YOUR OBJECTIVE :: Output every entry exactly as written, but omit the pictures.

***

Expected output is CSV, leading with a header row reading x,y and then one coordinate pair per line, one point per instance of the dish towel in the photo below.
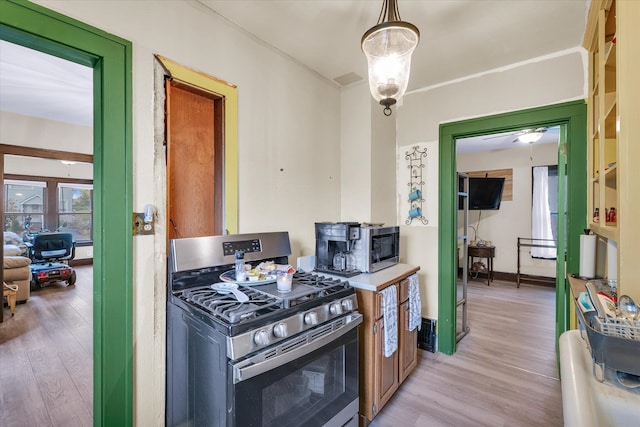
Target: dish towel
x,y
390,312
415,305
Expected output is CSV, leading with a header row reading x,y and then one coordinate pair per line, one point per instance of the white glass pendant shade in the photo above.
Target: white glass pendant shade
x,y
388,52
388,47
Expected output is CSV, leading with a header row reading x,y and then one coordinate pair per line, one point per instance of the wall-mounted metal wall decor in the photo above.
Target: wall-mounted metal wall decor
x,y
416,164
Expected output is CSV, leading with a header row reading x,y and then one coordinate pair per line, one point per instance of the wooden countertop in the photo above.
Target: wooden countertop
x,y
577,285
383,278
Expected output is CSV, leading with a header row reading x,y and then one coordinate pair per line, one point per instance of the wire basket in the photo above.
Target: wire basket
x,y
609,346
619,327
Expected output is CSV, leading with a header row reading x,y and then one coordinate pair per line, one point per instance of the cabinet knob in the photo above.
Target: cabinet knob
x,y
261,337
280,330
347,305
335,308
311,318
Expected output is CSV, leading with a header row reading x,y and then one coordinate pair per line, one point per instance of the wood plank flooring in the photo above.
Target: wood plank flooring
x,y
46,353
504,372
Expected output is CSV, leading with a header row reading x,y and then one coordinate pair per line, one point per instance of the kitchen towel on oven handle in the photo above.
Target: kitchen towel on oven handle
x,y
390,312
415,304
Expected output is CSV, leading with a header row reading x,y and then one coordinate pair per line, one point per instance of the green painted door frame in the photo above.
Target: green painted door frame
x,y
38,28
572,117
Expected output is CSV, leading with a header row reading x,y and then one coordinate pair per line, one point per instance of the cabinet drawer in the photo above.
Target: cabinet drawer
x,y
379,312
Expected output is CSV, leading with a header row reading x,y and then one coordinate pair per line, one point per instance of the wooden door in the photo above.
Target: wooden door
x,y
194,161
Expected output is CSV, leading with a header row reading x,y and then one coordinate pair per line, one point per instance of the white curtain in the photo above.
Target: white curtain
x,y
541,214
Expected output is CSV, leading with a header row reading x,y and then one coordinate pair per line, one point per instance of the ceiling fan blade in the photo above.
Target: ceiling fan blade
x,y
502,135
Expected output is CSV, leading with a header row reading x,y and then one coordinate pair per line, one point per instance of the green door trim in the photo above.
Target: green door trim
x,y
570,115
39,28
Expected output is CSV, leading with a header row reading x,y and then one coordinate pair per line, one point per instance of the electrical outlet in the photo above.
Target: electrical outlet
x,y
140,227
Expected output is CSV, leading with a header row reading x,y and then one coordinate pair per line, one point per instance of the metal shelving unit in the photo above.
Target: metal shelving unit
x,y
463,195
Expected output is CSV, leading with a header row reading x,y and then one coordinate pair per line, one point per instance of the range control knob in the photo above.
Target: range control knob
x,y
335,308
347,305
261,337
311,318
280,330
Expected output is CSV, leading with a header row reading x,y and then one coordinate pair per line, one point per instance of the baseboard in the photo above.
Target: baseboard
x,y
529,279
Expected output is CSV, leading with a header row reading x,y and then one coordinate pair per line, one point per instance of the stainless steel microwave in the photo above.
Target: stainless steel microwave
x,y
377,248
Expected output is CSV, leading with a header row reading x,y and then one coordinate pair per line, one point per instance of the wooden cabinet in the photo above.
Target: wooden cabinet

***

TASK OUTPUT ::
Expected output is CSV, leading with a header row reading x,y and then one coordinate pair per line, one point per instance of the dish towel in the photo below.
Target: dish towel
x,y
390,312
415,305
Expected output is CSV, leading with a header row reading x,y and then one coordinate pair per line, one point per instance of the white glass pendant shade in the photo above.
Target: white glass pendant shade
x,y
388,52
388,47
Expected output is CSV, leading with a header row reading x,y and then one coordinate pair per line, one point per instance of the wall-mounted metal wall decor in the photo above.
Target: wall-mounted metal wall decor
x,y
416,164
Expected output is CSV, leading with a header row reading x,y and then one coordinate pair per line, one point per instance of the wooden countertop in the photo above.
Target: wooden countertop
x,y
577,285
383,278
Expected output is CSV, leading with a header row reading x,y and then one coordinate pair per line, one point per instance of the wire basket in the photo above.
Target: wire basket
x,y
609,346
619,327
Expected output is CSV, leading with a header row reading x,y and then one coordinate pair per line, one point per instance of the cabinet knob in the photo above.
Target: cabinet knob
x,y
261,337
280,330
347,305
335,308
311,318
Expected output is CSV, leading with a header row reading x,y and then one coordinate pair per line, one point per instance of the wood plank flooring in the photo above.
Target: wood plank flooring
x,y
46,353
504,372
Expected output is CSV, leading with a header row reading x,y and then one coordinate pair per line, one point per instance of the kitchen towel on oven handle in the photo above.
Target: kitchen towel on oven handle
x,y
390,312
415,304
Expected output is CSV, leading with a header row reading x,y and then one coordinate pair per line, one point per instance of the green painted door frame in the photo above.
Target: green painted door frame
x,y
38,28
572,117
Expected output is CSV, leading with a header row reading x,y and then one coordinate pair per line, one point per instance of the cabinet drawer in the photo above.
Target: cabinet drawer
x,y
379,312
Expected output is CSV, leading with a header row reading x,y and then one coordinate pair per line, one point per instance of the wooden door in the photo above.
Target: wooden door
x,y
194,161
Expected output is CSV, leading with a header row reading x,y and then one coordinate pair per line, one point per instance of the white curtain in the photo above.
Target: white curtain
x,y
541,214
Expected output is CSV, leading with a header row reading x,y and then one coordinate pair per line, one point per instance of the ceiling fan blade in the photo above.
Target: ceiling fan blade
x,y
502,135
Expected output is CSV, leading with a header row reading x,y and then one coordinate pair per line, one point per instance of the green door trim in the photo above.
Target: green door trim
x,y
570,115
39,28
Expected output is CSV, leading with a header row reading x,y and then one coordinate pair per line, one point per instance of the electrical outlet in the photo above.
Target: electrical outlet
x,y
140,227
Expected output is CSV, leading with a header row reading x,y and then one coordinate pair per line, one point per instance of the metal shelving unit in the photo above.
Target: metal shelving unit
x,y
463,195
Expected output is CSV, leading with a header row reading x,y and then one coordinate pair per line, one point per instance of the range control knob in the photo above.
Target: range control knob
x,y
335,308
347,305
261,337
311,318
280,330
Expected output is CSV, leading with a header row reading x,y and then one coordinate pair per line, one point per instance of the baseboard in the photo above.
Target: baseboard
x,y
529,279
Expected output is CSV, leading with a header row reading x,y and then one coordinate pair per line, one point per instance of the stainless steel microwave in the photo above.
Target: stainless steel microwave
x,y
377,248
Expected output is CSV, leading with a header row reading x,y and then one coordinate pair per line, one point per instance of the wooden cabinet in the photo above.
Target: wooden cabinet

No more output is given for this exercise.